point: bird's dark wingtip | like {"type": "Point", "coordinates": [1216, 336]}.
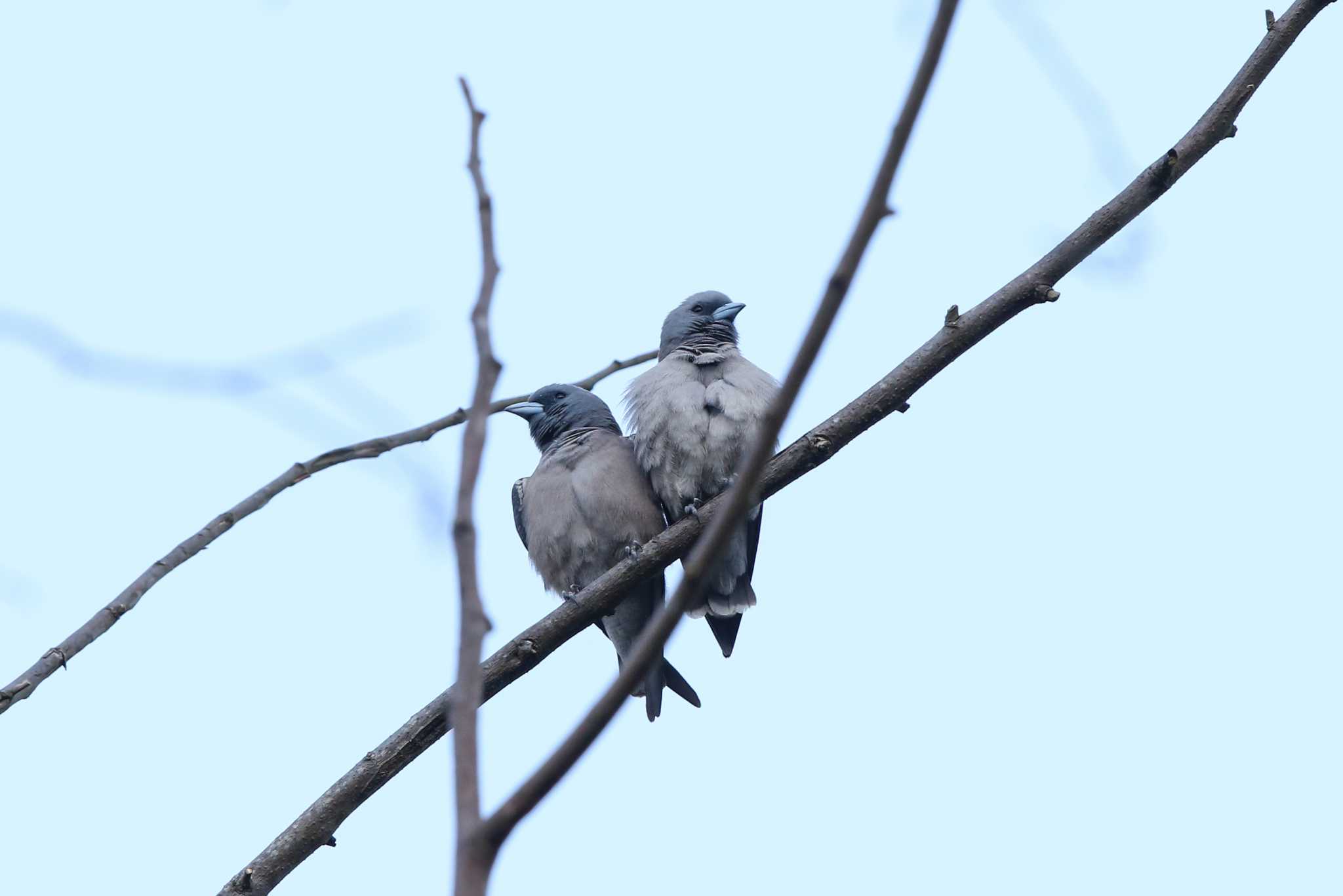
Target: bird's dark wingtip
{"type": "Point", "coordinates": [724, 631]}
{"type": "Point", "coordinates": [679, 686]}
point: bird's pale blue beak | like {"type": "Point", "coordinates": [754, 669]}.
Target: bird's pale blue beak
{"type": "Point", "coordinates": [729, 312]}
{"type": "Point", "coordinates": [527, 410]}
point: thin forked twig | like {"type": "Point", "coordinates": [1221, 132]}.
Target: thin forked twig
{"type": "Point", "coordinates": [887, 397]}
{"type": "Point", "coordinates": [466, 700]}
{"type": "Point", "coordinates": [124, 602]}
{"type": "Point", "coordinates": [740, 497]}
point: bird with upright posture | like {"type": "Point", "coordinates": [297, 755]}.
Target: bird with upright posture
{"type": "Point", "coordinates": [693, 417]}
{"type": "Point", "coordinates": [586, 508]}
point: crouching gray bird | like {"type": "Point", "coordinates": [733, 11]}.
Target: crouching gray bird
{"type": "Point", "coordinates": [584, 509]}
{"type": "Point", "coordinates": [693, 417]}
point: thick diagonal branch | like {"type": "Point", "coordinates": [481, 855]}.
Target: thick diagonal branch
{"type": "Point", "coordinates": [888, 395]}
{"type": "Point", "coordinates": [740, 497]}
{"type": "Point", "coordinates": [108, 615]}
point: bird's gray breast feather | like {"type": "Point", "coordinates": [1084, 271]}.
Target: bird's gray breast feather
{"type": "Point", "coordinates": [584, 503]}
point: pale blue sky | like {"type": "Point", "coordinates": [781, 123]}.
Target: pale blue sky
{"type": "Point", "coordinates": [1071, 625]}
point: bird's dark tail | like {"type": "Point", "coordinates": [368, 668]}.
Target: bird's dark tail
{"type": "Point", "coordinates": [653, 683]}
{"type": "Point", "coordinates": [680, 686]}
{"type": "Point", "coordinates": [724, 631]}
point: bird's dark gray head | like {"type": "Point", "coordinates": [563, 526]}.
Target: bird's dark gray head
{"type": "Point", "coordinates": [704, 320]}
{"type": "Point", "coordinates": [553, 410]}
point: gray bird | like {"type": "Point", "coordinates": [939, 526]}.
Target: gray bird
{"type": "Point", "coordinates": [693, 418]}
{"type": "Point", "coordinates": [584, 509]}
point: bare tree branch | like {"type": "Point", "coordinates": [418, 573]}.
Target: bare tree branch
{"type": "Point", "coordinates": [891, 394]}
{"type": "Point", "coordinates": [471, 871]}
{"type": "Point", "coordinates": [55, 659]}
{"type": "Point", "coordinates": [740, 497]}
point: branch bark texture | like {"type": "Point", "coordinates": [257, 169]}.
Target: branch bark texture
{"type": "Point", "coordinates": [124, 602]}
{"type": "Point", "coordinates": [740, 497]}
{"type": "Point", "coordinates": [471, 865]}
{"type": "Point", "coordinates": [888, 395]}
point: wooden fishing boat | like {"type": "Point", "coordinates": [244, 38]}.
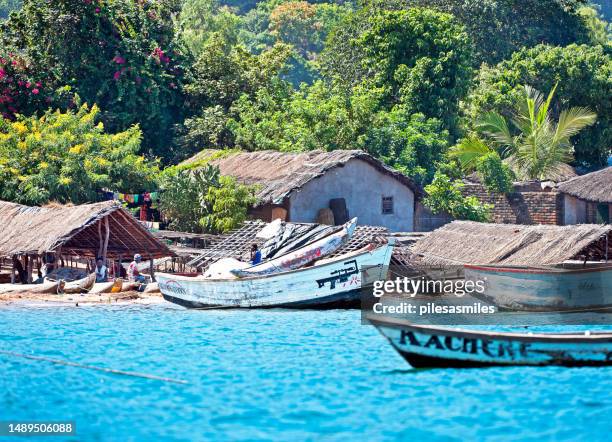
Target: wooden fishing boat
{"type": "Point", "coordinates": [544, 289]}
{"type": "Point", "coordinates": [302, 256]}
{"type": "Point", "coordinates": [332, 282]}
{"type": "Point", "coordinates": [106, 287]}
{"type": "Point", "coordinates": [81, 285]}
{"type": "Point", "coordinates": [425, 346]}
{"type": "Point", "coordinates": [44, 288]}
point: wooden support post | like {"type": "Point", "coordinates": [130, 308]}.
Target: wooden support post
{"type": "Point", "coordinates": [151, 268]}
{"type": "Point", "coordinates": [100, 239]}
{"type": "Point", "coordinates": [106, 237]}
{"type": "Point", "coordinates": [13, 270]}
{"type": "Point", "coordinates": [30, 262]}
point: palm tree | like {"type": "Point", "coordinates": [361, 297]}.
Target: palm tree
{"type": "Point", "coordinates": [538, 147]}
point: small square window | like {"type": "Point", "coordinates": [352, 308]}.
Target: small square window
{"type": "Point", "coordinates": [387, 205]}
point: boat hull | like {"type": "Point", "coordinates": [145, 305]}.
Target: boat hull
{"type": "Point", "coordinates": [434, 347]}
{"type": "Point", "coordinates": [330, 284]}
{"type": "Point", "coordinates": [544, 290]}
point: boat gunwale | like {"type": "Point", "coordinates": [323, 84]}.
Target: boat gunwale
{"type": "Point", "coordinates": [356, 253]}
{"type": "Point", "coordinates": [572, 337]}
{"type": "Point", "coordinates": [539, 271]}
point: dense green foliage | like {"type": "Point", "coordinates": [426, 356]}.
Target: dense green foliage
{"type": "Point", "coordinates": [496, 176]}
{"type": "Point", "coordinates": [584, 77]}
{"type": "Point", "coordinates": [400, 79]}
{"type": "Point", "coordinates": [121, 55]}
{"type": "Point", "coordinates": [200, 200]}
{"type": "Point", "coordinates": [535, 145]}
{"type": "Point", "coordinates": [444, 195]}
{"type": "Point", "coordinates": [221, 76]}
{"type": "Point", "coordinates": [6, 6]}
{"type": "Point", "coordinates": [68, 157]}
{"type": "Point", "coordinates": [500, 27]}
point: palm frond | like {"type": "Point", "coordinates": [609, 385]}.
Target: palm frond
{"type": "Point", "coordinates": [573, 121]}
{"type": "Point", "coordinates": [468, 151]}
{"type": "Point", "coordinates": [495, 127]}
{"type": "Point", "coordinates": [543, 110]}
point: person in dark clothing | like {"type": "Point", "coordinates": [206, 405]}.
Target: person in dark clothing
{"type": "Point", "coordinates": [255, 255]}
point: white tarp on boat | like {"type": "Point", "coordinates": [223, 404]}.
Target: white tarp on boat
{"type": "Point", "coordinates": [302, 256]}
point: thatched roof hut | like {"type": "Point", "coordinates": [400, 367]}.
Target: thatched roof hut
{"type": "Point", "coordinates": [595, 186]}
{"type": "Point", "coordinates": [76, 230]}
{"type": "Point", "coordinates": [279, 174]}
{"type": "Point", "coordinates": [466, 242]}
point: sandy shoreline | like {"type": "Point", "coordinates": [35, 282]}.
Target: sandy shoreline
{"type": "Point", "coordinates": [124, 298]}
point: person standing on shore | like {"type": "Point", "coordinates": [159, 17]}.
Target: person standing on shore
{"type": "Point", "coordinates": [255, 255]}
{"type": "Point", "coordinates": [101, 271]}
{"type": "Point", "coordinates": [133, 272]}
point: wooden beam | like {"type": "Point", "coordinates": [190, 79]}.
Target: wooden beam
{"type": "Point", "coordinates": [30, 263]}
{"type": "Point", "coordinates": [151, 268]}
{"type": "Point", "coordinates": [100, 238]}
{"type": "Point", "coordinates": [105, 248]}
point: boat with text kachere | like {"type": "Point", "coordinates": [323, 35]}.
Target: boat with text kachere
{"type": "Point", "coordinates": [330, 282]}
{"type": "Point", "coordinates": [432, 346]}
{"type": "Point", "coordinates": [545, 289]}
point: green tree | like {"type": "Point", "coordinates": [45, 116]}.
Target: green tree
{"type": "Point", "coordinates": [496, 176]}
{"type": "Point", "coordinates": [202, 20]}
{"type": "Point", "coordinates": [198, 199]}
{"type": "Point", "coordinates": [68, 157]}
{"type": "Point", "coordinates": [229, 202]}
{"type": "Point", "coordinates": [222, 74]}
{"type": "Point", "coordinates": [183, 196]}
{"type": "Point", "coordinates": [538, 146]}
{"type": "Point", "coordinates": [444, 195]}
{"type": "Point", "coordinates": [317, 118]}
{"type": "Point", "coordinates": [121, 55]}
{"type": "Point", "coordinates": [420, 58]}
{"type": "Point", "coordinates": [6, 6]}
{"type": "Point", "coordinates": [584, 78]}
{"type": "Point", "coordinates": [500, 27]}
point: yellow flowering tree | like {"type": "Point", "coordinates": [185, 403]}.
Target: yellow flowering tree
{"type": "Point", "coordinates": [68, 157]}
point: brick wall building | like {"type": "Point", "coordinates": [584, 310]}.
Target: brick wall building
{"type": "Point", "coordinates": [529, 203]}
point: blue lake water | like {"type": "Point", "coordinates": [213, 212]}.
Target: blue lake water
{"type": "Point", "coordinates": [273, 375]}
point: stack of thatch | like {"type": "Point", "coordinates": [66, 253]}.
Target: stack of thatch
{"type": "Point", "coordinates": [465, 242]}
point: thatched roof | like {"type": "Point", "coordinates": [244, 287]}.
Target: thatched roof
{"type": "Point", "coordinates": [466, 242]}
{"type": "Point", "coordinates": [280, 173]}
{"type": "Point", "coordinates": [75, 229]}
{"type": "Point", "coordinates": [563, 173]}
{"type": "Point", "coordinates": [595, 186]}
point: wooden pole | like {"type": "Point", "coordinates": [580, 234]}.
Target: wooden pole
{"type": "Point", "coordinates": [151, 269]}
{"type": "Point", "coordinates": [101, 246]}
{"type": "Point", "coordinates": [107, 236]}
{"type": "Point", "coordinates": [13, 270]}
{"type": "Point", "coordinates": [30, 262]}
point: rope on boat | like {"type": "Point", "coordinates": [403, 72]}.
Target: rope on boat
{"type": "Point", "coordinates": [92, 367]}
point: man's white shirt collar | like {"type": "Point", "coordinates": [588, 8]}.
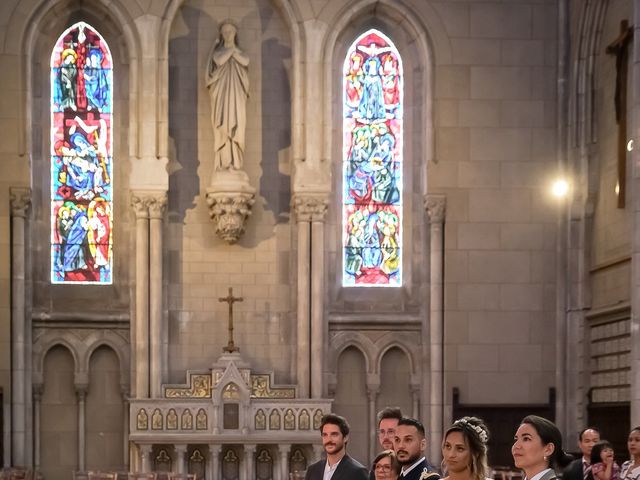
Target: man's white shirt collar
== == ==
Aim: Please recast the records as a JSON list of strings, one string per line, from the line containing "point: rope on" through the end of the records, inclusive. Leave out blank lines and the pictures.

Output of the task:
[
  "point: rope on boat | like {\"type\": \"Point\", \"coordinates\": [403, 72]}.",
  "Target: rope on boat",
  "{\"type\": \"Point\", \"coordinates\": [92, 367]}",
  "point: man's white shirt collar | like {\"type\": \"Point\", \"coordinates\": [588, 8]}.",
  "Target: man's white shirt collar"
]